** start Records for this exercise **
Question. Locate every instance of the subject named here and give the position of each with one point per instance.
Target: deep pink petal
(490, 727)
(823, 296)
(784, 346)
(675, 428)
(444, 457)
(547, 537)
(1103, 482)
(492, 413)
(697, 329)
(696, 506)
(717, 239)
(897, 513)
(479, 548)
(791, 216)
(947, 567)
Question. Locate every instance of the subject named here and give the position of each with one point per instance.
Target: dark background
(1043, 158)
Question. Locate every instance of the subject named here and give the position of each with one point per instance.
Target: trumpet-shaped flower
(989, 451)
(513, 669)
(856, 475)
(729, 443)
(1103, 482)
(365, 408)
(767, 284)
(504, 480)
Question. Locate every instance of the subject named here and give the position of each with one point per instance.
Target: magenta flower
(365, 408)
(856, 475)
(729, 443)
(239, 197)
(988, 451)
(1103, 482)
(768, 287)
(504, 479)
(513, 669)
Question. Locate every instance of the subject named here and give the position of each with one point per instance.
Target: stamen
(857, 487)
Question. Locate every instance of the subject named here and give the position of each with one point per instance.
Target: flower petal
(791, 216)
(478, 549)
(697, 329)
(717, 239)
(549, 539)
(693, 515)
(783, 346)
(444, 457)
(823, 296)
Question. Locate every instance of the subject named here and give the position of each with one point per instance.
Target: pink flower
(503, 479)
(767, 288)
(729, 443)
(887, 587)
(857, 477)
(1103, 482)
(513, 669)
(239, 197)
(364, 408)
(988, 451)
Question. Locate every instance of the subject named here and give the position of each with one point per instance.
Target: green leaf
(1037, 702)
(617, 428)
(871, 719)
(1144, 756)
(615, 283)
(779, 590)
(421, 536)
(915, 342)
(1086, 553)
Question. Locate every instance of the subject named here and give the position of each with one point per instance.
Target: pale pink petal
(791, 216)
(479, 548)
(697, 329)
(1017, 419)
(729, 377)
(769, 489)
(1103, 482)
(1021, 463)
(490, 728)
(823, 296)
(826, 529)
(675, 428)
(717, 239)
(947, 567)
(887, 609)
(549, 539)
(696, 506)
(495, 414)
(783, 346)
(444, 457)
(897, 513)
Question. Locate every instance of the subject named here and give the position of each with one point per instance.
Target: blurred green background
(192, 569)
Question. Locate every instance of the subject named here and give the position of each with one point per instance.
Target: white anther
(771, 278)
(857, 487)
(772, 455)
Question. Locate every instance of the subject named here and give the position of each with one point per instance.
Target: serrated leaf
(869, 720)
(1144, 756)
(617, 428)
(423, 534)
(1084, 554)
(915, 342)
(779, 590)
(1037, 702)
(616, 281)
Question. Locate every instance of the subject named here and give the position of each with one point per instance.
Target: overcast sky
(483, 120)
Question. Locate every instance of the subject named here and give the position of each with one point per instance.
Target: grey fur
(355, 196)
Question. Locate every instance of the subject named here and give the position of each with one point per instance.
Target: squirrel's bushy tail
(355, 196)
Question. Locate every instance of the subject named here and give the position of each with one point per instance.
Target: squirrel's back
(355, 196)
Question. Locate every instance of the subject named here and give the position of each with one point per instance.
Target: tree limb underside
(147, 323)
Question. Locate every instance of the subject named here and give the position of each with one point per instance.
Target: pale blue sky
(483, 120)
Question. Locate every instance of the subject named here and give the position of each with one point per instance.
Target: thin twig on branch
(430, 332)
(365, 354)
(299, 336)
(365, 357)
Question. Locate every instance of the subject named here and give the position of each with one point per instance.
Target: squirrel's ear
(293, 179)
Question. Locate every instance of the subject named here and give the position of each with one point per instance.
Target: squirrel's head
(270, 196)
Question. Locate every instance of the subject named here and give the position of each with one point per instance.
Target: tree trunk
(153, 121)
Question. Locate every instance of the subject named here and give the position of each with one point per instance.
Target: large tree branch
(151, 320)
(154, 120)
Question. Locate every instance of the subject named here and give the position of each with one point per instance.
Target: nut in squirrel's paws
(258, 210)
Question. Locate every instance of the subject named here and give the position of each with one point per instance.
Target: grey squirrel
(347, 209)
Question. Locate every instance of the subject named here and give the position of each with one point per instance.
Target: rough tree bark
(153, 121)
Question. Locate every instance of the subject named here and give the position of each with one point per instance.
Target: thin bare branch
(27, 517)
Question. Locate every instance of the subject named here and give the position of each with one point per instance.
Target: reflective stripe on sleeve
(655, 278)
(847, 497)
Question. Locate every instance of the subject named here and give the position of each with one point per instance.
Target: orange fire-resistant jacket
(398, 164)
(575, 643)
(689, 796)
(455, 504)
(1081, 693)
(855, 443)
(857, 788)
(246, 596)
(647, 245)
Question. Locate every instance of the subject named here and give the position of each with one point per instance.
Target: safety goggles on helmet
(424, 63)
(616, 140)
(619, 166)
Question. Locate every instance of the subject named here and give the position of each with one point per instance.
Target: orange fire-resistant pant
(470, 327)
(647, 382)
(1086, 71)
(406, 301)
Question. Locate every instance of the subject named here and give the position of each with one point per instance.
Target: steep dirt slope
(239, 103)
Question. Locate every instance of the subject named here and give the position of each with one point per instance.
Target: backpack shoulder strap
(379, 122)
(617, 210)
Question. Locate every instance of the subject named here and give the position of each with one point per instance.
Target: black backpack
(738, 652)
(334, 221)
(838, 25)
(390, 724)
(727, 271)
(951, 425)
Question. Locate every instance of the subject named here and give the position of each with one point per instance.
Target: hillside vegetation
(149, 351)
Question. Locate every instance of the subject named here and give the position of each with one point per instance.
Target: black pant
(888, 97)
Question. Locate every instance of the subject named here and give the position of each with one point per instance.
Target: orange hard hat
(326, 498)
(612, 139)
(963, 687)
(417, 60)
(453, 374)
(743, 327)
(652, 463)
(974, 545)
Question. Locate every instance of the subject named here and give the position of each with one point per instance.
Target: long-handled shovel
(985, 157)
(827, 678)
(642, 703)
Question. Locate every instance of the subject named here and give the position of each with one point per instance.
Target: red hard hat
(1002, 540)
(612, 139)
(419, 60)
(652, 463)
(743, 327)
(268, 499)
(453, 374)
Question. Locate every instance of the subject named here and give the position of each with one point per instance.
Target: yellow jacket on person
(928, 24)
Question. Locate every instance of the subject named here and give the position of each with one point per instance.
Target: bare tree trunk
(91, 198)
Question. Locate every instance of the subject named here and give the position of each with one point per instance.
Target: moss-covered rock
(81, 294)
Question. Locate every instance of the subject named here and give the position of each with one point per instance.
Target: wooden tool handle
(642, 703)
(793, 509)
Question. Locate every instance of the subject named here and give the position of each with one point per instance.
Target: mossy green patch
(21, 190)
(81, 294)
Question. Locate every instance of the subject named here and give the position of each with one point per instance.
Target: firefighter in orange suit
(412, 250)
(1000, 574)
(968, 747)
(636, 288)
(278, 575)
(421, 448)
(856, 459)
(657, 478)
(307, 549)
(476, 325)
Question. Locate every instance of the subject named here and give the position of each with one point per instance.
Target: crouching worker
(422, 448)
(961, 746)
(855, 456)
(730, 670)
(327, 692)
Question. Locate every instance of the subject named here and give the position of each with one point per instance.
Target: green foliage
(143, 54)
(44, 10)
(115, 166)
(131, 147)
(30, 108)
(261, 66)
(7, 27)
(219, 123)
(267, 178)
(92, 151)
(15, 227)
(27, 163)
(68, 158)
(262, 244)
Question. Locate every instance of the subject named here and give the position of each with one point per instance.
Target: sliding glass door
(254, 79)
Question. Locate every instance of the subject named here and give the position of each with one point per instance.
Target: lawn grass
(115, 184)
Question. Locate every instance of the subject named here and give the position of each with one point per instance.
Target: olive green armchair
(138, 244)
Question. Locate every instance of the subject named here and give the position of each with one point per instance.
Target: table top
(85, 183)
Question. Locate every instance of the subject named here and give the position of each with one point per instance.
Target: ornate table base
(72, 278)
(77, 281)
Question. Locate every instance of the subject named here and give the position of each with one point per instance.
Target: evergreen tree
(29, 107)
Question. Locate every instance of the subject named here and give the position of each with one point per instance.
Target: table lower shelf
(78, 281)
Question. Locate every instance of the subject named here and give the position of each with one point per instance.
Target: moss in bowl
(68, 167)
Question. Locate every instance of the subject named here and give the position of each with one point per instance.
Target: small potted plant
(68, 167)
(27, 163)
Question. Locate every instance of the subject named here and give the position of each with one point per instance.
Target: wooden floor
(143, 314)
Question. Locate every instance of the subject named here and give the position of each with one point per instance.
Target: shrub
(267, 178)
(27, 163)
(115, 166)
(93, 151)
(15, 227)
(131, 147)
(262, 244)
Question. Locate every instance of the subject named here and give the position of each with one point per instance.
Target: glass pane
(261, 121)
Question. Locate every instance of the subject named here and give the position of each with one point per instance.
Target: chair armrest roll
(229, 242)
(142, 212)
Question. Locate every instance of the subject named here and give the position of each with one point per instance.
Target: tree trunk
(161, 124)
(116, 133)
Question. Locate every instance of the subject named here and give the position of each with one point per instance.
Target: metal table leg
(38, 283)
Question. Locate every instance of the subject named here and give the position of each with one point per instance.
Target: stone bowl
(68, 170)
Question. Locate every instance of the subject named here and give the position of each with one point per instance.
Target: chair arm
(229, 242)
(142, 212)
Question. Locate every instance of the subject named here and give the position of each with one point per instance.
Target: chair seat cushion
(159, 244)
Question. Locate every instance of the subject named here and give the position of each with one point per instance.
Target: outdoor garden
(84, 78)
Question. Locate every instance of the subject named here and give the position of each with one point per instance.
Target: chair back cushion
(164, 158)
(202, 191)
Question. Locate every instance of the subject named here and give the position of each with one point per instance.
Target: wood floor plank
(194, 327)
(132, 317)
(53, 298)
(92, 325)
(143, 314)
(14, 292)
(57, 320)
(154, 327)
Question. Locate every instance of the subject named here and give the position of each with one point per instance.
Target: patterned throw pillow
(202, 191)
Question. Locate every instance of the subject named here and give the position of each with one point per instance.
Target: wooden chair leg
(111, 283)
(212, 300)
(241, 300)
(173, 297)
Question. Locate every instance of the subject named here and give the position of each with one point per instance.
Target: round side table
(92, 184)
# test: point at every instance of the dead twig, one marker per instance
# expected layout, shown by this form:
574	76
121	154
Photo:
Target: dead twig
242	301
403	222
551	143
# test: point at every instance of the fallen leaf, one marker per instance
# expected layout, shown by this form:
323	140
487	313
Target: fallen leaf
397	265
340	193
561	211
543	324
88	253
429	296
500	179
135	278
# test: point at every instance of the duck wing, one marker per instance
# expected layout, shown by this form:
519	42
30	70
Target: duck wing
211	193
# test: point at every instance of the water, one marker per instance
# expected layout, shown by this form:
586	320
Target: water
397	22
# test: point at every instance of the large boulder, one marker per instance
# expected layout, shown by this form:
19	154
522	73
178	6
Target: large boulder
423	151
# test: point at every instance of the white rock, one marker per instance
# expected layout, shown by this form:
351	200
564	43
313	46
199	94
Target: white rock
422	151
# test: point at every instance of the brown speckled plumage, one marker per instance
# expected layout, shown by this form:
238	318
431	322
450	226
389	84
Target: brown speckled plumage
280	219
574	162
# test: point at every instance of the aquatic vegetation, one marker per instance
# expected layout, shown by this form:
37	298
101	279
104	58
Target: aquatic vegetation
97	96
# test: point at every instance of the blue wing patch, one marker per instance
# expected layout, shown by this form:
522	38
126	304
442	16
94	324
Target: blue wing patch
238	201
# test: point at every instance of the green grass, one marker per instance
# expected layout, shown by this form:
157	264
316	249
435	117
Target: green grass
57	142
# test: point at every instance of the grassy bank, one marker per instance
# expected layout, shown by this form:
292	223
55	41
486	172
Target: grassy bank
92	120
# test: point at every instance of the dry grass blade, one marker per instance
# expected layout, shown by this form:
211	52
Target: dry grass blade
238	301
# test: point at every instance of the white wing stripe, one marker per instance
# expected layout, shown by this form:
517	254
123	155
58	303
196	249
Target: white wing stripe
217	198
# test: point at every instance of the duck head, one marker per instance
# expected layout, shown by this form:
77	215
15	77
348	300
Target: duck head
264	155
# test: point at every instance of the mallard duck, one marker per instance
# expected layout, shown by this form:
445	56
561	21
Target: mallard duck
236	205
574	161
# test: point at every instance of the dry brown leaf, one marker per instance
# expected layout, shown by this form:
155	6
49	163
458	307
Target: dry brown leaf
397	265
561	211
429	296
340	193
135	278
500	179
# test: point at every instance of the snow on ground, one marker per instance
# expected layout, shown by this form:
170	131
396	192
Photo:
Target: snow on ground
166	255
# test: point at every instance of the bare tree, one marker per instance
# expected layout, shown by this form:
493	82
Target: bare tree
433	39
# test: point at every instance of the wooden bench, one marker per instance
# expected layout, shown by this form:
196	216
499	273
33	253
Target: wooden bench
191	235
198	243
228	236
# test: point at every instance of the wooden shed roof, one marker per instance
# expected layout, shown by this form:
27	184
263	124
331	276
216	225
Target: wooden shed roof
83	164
** end Records for this exercise **
Goal of the exercise: Word for word, quote the lines from the line containing "# test: point at every instance of the bare" through the end of the material, both included, and nothing else.

Exercise output:
# test: point at every instance of the bare tree, one marker per instance
# expected layout, shown by this form:
493	82
Target: bare tree
433	39
# test: point at every instance of the wooden bench, one marker per instance
# expected layout, shown by this form:
196	216
499	273
33	253
Target: wooden bench
191	235
198	243
228	236
# test: point at every instance of the wooden shed roof, one marker per instance
# expected layout, shown by this form:
27	184
263	124
331	276
216	225
Target: wooden shed roof
83	164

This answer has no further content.